▸ **Document passage**:
<<<<

Grokster voting patterns
The 9-0 Supreme Court ruling,Download file, reversing Grokster on inducement liability grounds is consistent with the voting patterns of the Supreme Court on copyright cases in the last decade or so, which reflect that most of the cases have been decided unanimously or by comfortable voting margins.
For example, in Dastar v. Twentieth Century Fox (2003), Quality King v. L'Anza (1998), Feltner v. Columbia Pictures (1998), Campell v. Acuff-Rose Music (1994), and Fogerty v. Fantasy (1994), all of the decisions were unanimous (some with concurring opinions).
In recent cases that were not unanimous, Eldred v. Ashcroft (2003) and New York Times v. Tasini (2001), there were two dissenters: Justice Stevens and Justice Breyer. Justice Stevens wrote the majority opinion in the 5-4 Sony v. Universal case. In Grokster, Stevens and Breyer teamed up with Justice O'Connor (who was part of the original Sony majority) on a concurring opinion,Download file, that supported the 9th Circuit's analysis that Grokster was not liable for contributory infringement under Sony.

>>>>

▸ **Dataset entries**:

<<<<

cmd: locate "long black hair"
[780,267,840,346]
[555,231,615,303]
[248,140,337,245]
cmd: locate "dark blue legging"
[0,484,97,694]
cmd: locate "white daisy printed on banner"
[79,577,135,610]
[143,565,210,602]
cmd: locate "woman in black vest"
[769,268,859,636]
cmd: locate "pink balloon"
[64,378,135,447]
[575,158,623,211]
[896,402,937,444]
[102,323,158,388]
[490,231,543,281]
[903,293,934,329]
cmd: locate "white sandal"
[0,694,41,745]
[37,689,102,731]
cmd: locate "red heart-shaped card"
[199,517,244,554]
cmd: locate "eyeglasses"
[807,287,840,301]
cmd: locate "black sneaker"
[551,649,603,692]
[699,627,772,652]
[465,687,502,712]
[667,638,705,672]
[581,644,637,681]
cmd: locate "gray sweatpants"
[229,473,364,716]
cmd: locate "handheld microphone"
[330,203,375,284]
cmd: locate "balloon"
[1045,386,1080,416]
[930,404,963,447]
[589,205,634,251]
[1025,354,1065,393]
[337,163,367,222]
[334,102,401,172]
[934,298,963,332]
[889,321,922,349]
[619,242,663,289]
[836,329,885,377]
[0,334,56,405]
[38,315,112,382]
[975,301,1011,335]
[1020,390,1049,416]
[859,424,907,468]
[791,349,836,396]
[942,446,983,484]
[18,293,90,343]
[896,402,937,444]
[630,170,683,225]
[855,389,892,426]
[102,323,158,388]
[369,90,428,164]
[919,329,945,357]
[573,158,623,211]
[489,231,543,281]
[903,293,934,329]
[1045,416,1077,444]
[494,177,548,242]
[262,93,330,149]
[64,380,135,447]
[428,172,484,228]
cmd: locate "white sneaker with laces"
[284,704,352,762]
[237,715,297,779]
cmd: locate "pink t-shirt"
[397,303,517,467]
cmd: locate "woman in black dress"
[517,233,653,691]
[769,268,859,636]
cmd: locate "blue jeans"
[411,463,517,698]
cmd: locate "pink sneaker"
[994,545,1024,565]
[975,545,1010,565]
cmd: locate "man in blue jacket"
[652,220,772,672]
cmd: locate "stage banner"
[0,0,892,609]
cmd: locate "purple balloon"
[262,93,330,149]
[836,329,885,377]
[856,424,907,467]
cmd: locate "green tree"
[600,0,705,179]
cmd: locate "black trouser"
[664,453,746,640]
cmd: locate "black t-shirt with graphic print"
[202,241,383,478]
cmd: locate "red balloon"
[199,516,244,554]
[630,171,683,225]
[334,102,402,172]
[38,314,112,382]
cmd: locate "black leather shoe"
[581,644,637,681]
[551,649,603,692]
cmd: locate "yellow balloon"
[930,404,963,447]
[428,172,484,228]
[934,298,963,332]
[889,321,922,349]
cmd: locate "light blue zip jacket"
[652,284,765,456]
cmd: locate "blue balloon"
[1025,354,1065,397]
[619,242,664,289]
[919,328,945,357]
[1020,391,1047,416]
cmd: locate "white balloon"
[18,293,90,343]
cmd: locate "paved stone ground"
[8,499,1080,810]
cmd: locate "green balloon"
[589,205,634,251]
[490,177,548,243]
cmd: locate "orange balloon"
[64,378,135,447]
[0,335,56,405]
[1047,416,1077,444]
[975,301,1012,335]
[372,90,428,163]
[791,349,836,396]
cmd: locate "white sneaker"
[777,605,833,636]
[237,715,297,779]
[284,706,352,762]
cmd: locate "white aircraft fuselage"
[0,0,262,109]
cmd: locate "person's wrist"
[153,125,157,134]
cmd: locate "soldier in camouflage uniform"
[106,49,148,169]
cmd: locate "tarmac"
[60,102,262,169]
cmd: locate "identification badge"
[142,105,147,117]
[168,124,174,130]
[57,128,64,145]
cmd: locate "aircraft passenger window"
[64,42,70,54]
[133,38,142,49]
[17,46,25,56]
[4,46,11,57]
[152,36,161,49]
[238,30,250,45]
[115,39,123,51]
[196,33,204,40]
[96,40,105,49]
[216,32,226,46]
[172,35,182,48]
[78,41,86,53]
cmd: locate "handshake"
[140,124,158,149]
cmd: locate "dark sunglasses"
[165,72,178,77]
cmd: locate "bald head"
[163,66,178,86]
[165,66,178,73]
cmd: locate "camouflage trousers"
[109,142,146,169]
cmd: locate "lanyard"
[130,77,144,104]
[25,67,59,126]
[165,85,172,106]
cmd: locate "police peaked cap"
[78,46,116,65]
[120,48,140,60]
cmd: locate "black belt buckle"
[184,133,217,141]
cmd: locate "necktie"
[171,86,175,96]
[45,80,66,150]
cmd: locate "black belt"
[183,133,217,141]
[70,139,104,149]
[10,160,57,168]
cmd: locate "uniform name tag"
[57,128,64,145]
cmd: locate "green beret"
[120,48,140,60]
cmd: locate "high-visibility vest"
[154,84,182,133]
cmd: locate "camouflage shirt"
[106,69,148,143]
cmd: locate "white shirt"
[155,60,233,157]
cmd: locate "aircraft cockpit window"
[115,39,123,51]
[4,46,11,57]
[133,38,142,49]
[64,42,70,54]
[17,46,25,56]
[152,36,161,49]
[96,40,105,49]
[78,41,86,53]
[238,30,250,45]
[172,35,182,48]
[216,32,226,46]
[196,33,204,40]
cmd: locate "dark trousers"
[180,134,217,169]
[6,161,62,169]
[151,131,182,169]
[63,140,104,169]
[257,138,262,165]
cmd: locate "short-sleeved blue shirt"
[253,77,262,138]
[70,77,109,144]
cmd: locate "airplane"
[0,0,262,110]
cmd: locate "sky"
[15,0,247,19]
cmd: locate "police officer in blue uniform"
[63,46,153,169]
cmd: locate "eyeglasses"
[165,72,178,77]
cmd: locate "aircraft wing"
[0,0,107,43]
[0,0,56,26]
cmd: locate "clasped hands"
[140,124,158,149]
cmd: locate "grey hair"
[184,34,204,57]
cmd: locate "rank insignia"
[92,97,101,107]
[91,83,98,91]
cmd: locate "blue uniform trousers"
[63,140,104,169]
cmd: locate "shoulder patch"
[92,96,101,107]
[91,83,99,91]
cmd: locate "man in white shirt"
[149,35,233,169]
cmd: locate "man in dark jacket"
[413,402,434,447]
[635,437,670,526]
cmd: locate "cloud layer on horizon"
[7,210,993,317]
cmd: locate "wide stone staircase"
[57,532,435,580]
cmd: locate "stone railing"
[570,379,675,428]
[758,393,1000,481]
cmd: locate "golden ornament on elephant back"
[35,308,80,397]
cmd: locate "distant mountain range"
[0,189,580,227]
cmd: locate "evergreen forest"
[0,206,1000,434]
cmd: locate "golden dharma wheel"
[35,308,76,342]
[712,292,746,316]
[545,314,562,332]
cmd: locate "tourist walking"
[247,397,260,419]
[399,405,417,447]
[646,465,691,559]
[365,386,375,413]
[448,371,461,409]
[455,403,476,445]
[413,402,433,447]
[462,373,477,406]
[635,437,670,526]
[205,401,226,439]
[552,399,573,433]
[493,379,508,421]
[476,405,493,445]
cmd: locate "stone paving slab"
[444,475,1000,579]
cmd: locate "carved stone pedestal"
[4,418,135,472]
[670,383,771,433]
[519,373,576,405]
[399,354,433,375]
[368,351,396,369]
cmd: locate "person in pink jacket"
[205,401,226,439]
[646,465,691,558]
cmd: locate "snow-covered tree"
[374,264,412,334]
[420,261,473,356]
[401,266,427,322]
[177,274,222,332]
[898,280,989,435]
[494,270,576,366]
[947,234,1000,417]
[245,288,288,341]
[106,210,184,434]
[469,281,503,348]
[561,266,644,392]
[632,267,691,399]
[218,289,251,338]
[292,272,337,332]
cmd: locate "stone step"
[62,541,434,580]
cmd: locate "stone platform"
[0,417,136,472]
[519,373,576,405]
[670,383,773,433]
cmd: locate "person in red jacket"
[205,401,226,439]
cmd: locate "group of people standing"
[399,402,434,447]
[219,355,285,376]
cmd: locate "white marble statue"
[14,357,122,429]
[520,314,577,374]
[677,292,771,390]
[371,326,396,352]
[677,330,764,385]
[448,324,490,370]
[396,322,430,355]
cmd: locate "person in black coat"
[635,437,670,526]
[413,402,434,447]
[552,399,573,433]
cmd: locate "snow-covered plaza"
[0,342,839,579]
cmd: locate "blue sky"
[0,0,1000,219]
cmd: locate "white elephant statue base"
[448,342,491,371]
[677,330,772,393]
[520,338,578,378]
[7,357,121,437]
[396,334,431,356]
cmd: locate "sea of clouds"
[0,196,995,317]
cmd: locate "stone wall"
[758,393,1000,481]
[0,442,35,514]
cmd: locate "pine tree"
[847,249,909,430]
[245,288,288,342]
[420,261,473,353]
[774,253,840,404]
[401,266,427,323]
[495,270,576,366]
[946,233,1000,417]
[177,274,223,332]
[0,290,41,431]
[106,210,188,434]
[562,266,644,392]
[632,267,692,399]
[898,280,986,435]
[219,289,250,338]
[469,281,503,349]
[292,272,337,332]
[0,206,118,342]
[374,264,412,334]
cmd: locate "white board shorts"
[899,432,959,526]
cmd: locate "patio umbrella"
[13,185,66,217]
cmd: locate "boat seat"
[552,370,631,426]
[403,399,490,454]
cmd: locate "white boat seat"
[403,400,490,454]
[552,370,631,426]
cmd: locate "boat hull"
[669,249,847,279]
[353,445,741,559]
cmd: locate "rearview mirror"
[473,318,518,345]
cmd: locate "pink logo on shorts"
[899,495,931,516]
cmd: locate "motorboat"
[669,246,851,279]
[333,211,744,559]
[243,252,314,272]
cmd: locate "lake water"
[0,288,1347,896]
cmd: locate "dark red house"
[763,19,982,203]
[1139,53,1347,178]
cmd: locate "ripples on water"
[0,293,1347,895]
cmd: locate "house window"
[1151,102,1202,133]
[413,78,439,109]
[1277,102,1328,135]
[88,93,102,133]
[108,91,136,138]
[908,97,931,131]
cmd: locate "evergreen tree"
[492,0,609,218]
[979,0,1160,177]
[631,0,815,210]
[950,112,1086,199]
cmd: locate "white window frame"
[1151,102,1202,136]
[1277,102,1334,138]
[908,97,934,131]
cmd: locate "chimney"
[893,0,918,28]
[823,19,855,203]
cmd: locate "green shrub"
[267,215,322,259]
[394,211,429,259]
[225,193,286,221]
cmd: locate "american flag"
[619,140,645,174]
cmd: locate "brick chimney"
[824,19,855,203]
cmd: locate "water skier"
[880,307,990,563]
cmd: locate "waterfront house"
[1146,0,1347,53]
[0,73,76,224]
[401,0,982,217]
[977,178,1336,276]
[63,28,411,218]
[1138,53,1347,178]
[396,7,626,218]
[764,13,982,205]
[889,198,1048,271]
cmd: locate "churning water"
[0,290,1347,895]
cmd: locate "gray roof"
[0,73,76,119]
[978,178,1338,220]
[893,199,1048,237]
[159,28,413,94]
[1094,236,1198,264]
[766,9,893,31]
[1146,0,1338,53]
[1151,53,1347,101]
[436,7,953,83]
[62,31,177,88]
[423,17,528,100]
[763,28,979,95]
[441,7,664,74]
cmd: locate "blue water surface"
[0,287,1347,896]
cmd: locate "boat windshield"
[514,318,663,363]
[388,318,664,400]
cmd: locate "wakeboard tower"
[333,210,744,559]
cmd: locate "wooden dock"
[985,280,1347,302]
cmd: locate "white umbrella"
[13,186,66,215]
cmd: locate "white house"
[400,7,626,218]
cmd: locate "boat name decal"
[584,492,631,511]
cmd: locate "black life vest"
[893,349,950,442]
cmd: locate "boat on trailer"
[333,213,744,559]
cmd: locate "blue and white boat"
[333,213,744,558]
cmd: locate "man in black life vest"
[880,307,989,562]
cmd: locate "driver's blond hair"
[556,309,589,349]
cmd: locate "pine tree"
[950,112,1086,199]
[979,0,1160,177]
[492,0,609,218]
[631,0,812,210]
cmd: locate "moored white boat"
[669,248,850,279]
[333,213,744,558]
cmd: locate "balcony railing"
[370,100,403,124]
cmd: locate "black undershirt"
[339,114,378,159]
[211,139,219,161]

>>>>

▸ **Parts of the exercise**:
1. Recast the paragraph of the text on Grokster voting patterns that begins "In recent cases that were not unanimous" as a bulleted list, keeping its main facts.
2. Name every case, with its year, that the text on Grokster voting patterns cites as decided unanimously.
3. Set down word for word everything in the text on Grokster voting patterns from "Grokster voting patterns" down to "comfortable voting margins.".

▸ **Answers per task**:
1.
- Two recent non-unanimous cases, Eldred v. Ashcroft (2003) and New York Times v. Tasini (2001), each had two dissenters: Justice Stevens and Justice Breyer.
- Justice Stevens wrote the majority opinion in the 5-4 Sony v. Universal case.
- In Grokster, Stevens and Breyer joined Justice O'Connor, who was part of the original Sony majority, on a concurring opinion.
- That concurring opinion supported the 9th Circuit's analysis that Grokster was not liable for contributory infringement under Sony.

2.
- Dastar v. Twentieth Century Fox (2003)
- Quality King v. L'Anza (1998)
- Feltner v. Columbia Pictures (1998)
- Campell v. Acuff-Rose Music (1994)
- Fogerty v. Fantasy (1994)

3.
Grokster voting patterns
The 9-0 Supreme Court ruling,Download file, reversing Grokster on inducement liability grounds is consistent with the voting patterns of the Supreme Court on copyright cases in the last decade or so, which reflect that most of the cases have been decided unanimously or by comfortable voting margins.